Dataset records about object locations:
------------------------------------------------------------

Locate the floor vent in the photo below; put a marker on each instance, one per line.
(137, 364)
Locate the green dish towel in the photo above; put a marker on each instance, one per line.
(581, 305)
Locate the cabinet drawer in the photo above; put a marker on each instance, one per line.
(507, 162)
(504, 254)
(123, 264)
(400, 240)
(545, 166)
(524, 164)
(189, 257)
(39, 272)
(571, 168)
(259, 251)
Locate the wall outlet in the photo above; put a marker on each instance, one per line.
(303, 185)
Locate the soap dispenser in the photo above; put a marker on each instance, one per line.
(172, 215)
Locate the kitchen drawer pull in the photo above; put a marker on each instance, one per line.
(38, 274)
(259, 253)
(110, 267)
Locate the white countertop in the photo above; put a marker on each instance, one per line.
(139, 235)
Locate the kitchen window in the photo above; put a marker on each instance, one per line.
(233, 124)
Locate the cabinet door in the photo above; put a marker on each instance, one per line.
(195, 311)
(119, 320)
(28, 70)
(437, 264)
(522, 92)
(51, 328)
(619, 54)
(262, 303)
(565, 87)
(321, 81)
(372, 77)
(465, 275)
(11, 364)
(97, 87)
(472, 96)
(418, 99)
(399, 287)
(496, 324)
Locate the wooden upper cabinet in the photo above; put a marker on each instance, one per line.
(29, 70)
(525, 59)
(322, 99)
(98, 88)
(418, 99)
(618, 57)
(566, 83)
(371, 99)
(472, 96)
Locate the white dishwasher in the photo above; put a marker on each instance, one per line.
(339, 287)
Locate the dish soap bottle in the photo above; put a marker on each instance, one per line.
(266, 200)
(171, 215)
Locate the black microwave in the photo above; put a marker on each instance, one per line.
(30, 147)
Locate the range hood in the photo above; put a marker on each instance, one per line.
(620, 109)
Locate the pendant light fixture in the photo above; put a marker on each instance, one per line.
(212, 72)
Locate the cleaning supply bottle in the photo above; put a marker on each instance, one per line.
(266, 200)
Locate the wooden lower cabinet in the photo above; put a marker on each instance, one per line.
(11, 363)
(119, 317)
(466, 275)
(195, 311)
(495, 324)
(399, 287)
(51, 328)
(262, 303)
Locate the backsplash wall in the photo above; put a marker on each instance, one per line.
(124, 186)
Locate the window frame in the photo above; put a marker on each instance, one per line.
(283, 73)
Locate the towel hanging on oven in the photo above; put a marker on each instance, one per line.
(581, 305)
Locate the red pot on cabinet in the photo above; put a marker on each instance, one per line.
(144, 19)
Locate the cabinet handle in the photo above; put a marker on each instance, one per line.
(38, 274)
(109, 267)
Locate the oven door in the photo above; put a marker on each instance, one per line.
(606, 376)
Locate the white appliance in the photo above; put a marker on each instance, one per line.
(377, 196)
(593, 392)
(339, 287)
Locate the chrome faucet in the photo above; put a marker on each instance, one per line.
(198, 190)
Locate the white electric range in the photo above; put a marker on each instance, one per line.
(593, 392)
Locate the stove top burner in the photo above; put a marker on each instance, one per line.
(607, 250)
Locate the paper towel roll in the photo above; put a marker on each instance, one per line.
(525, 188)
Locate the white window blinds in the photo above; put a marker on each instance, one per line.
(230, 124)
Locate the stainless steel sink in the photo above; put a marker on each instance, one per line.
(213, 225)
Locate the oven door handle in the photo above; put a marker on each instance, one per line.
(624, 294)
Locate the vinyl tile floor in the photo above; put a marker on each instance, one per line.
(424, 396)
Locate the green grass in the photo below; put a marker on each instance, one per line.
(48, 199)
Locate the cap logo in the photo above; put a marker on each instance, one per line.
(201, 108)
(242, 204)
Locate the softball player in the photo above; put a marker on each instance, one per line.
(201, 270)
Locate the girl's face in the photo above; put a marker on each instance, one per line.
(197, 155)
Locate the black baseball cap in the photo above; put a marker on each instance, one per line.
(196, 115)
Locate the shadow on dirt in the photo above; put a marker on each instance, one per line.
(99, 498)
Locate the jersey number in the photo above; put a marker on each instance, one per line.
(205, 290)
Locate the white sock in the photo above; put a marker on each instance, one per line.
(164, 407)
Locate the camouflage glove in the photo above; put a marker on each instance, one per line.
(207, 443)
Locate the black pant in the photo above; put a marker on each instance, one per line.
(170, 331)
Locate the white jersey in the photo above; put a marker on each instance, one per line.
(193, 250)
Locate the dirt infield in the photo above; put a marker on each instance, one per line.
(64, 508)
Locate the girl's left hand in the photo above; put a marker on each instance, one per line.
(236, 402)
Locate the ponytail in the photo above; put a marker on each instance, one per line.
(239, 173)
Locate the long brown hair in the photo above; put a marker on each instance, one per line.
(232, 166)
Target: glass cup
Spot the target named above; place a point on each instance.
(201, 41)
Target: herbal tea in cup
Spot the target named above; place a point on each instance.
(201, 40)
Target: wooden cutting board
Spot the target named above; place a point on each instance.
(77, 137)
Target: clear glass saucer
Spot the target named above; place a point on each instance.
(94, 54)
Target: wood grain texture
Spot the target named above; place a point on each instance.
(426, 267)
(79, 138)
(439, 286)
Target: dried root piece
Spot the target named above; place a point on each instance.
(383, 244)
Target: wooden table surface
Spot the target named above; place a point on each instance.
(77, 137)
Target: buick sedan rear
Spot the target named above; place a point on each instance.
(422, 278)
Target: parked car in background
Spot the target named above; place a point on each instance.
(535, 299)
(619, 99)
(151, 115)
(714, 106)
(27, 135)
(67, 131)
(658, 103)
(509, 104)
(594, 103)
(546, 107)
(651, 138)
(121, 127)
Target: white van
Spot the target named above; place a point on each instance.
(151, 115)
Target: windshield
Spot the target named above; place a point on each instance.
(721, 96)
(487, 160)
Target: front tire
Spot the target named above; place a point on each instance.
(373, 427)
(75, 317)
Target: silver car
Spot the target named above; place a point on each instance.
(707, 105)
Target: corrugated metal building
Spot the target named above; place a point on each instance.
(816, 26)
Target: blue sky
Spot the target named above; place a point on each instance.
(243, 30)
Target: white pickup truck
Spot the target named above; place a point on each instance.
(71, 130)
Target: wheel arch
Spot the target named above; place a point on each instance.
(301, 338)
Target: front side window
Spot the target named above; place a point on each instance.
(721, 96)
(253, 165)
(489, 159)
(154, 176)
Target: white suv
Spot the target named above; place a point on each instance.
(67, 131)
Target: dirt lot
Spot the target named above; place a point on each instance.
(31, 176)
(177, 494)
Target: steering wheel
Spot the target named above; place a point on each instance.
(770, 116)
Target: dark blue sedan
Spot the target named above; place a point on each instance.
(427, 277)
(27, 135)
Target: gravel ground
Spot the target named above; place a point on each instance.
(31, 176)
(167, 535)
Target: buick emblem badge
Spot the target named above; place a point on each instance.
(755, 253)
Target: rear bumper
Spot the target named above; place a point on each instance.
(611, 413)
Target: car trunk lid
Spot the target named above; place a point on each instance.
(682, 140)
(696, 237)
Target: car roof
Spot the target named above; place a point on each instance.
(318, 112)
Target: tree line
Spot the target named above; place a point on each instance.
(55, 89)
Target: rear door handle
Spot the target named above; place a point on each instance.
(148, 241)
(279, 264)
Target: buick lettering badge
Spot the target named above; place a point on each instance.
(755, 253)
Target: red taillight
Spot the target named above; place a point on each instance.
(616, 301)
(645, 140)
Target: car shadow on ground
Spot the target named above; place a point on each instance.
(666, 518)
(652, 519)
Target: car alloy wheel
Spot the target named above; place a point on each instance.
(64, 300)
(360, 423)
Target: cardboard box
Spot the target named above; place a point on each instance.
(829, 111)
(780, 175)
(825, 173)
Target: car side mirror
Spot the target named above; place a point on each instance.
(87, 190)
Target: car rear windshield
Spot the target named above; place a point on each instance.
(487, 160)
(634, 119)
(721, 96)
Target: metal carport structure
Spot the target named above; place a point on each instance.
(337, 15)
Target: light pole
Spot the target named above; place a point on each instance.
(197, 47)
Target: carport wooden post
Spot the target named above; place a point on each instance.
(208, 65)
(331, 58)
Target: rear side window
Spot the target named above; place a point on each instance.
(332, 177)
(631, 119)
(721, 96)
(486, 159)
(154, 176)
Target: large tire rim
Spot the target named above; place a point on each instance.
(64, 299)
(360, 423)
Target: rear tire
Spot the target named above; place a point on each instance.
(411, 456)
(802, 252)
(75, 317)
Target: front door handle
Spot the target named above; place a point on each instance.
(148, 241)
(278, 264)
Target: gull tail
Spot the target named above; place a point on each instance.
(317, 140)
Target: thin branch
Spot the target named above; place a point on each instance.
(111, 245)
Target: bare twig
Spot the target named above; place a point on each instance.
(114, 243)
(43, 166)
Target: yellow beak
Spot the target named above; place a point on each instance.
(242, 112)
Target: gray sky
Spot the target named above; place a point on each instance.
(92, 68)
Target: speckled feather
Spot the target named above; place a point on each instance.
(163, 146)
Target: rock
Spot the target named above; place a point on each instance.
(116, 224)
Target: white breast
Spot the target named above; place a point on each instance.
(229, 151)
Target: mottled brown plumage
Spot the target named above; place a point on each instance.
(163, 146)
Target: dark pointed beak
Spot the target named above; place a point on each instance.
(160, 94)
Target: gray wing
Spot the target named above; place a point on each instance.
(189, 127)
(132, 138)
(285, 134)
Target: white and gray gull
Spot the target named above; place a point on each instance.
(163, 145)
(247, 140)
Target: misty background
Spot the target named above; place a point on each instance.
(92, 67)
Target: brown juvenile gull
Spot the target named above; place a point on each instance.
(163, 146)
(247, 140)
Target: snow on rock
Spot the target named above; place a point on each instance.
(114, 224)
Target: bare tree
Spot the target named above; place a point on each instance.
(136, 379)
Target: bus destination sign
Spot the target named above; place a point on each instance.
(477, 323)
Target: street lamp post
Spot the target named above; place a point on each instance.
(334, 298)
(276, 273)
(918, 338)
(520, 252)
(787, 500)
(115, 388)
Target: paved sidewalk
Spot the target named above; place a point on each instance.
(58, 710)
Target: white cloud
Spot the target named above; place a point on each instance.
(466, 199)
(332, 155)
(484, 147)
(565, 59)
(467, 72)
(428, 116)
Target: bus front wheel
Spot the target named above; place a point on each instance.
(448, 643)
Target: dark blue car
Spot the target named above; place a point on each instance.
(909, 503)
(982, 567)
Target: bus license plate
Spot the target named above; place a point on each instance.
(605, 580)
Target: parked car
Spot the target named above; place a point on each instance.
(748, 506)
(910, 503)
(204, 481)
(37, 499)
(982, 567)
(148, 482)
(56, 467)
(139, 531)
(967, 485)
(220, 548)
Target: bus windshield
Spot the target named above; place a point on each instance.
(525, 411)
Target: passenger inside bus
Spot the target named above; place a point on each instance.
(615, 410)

------------------------------------------------------------

### What you are asked to do
Retype, exactly and only, the lines running from the one with "Target: snow on rock" through the final line of the listing above.

### Task result
Target: snow on rock
Spot the target named above; place a point on each instance.
(114, 224)
Target: bare tree
Spot the target named above; place a point on each instance.
(136, 379)
Target: bus destination sign
Spot the target named above; place a point on each instance.
(477, 323)
Target: street lamp post
Spot the target named above; place a point on each instance.
(334, 298)
(276, 273)
(918, 338)
(520, 252)
(787, 500)
(115, 388)
Target: paved sidewalk
Spot the target named above; place a point on each instance.
(58, 710)
Target: white cloud
Spot the target named above; place a point on each instance.
(466, 199)
(332, 155)
(484, 147)
(565, 59)
(467, 72)
(428, 116)
Target: bus front wheel
Spot the target named above; place a point on each instance.
(448, 643)
Target: dark blue car
Spot the target named above; place a point on each instance.
(909, 503)
(982, 567)
Target: bus license plate
Spot the target named above; place a point on each instance.
(605, 580)
Target: parked car
Spot the target named above; place a point on each instance.
(748, 506)
(910, 503)
(204, 481)
(37, 499)
(982, 567)
(148, 482)
(56, 467)
(139, 531)
(967, 485)
(220, 548)
Target: bus windshield
Spot the target named above; place a point on each instance.
(525, 411)
Target: passenger inside bus
Spot the target named above; place a point on each instance.
(615, 410)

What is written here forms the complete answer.